(Records excerpted from a collection)
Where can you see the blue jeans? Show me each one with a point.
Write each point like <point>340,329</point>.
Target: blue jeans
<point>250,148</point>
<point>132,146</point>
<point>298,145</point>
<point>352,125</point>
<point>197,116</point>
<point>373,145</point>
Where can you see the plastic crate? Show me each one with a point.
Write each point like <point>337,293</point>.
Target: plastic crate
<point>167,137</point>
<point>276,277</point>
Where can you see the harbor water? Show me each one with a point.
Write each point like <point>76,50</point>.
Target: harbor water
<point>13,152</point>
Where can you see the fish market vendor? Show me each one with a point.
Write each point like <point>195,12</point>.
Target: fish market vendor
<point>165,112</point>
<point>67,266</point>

_Exercise prompt:_ Reproduce the data from the line containing "Where can you see the fish" through the end, changing "fish market vendor" to "fish stall vendor" and leaving everything else unaltered.

_Task solution:_
Where can you see the fish stall vendor? Show me each one with a point.
Write each point like <point>195,12</point>.
Target: fish stall vendor
<point>165,112</point>
<point>67,266</point>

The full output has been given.